** Opening Provided data block **

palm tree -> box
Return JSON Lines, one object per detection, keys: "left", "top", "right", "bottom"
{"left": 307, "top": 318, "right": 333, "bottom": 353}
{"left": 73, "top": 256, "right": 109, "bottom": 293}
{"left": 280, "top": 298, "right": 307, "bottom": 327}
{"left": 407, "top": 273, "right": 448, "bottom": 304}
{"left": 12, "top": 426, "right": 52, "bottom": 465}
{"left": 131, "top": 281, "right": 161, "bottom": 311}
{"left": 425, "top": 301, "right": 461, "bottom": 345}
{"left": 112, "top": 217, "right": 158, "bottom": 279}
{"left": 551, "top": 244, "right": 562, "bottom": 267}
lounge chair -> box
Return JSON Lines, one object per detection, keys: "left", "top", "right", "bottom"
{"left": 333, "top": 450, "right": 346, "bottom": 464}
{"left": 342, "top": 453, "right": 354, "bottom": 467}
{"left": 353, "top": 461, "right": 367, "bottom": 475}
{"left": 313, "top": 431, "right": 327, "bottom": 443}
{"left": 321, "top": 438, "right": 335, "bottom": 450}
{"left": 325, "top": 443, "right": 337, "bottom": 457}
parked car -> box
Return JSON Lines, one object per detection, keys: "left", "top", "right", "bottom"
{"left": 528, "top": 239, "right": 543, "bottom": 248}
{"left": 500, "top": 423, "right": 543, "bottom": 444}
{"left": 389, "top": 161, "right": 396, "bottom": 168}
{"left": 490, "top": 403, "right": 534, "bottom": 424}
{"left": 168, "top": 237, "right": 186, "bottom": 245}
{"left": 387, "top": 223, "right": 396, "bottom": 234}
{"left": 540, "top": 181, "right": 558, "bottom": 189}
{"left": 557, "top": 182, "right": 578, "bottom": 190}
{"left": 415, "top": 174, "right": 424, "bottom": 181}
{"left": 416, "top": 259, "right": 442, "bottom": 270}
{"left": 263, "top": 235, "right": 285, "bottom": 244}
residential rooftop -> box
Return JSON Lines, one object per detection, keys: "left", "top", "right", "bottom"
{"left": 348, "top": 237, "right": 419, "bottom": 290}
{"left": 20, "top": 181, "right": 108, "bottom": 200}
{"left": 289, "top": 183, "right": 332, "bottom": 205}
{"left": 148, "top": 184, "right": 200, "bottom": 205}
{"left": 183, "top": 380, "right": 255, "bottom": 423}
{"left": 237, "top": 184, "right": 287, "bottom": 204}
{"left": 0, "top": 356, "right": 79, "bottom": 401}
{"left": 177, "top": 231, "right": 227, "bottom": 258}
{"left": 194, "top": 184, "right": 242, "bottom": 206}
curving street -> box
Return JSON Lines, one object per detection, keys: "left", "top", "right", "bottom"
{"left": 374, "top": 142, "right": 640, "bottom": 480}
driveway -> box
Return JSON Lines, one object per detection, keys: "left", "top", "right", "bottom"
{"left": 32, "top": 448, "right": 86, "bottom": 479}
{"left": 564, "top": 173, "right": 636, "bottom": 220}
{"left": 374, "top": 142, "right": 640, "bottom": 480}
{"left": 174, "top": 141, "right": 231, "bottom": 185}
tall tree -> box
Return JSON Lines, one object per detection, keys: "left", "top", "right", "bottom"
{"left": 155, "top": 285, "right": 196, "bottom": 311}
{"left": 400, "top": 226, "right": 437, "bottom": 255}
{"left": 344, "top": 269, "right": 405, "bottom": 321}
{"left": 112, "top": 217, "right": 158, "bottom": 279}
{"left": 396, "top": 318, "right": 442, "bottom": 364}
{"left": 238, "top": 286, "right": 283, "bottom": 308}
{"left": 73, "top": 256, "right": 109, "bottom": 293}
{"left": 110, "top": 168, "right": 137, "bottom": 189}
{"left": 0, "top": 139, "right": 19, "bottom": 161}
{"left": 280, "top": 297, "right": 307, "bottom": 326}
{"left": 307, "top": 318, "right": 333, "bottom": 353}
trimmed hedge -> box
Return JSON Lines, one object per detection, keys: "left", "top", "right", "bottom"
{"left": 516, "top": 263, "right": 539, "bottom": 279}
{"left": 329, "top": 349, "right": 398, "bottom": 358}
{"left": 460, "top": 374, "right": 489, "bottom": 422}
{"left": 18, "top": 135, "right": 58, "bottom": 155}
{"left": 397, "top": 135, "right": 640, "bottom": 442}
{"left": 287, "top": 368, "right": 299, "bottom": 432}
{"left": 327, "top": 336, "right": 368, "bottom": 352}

** Closing Provided data block **

- Aim of the exercise: Copy exactly the line that contains "trimmed hedge -> box" and every line after it through the end of the entries, with nothing added.

- Finished exercise:
trimmed hedge -> box
Return JSON Lines, one object per detection, keys: "left", "top", "right", "bottom"
{"left": 516, "top": 263, "right": 539, "bottom": 279}
{"left": 329, "top": 349, "right": 398, "bottom": 358}
{"left": 460, "top": 374, "right": 489, "bottom": 422}
{"left": 18, "top": 135, "right": 58, "bottom": 155}
{"left": 397, "top": 135, "right": 640, "bottom": 442}
{"left": 287, "top": 368, "right": 299, "bottom": 432}
{"left": 327, "top": 336, "right": 368, "bottom": 352}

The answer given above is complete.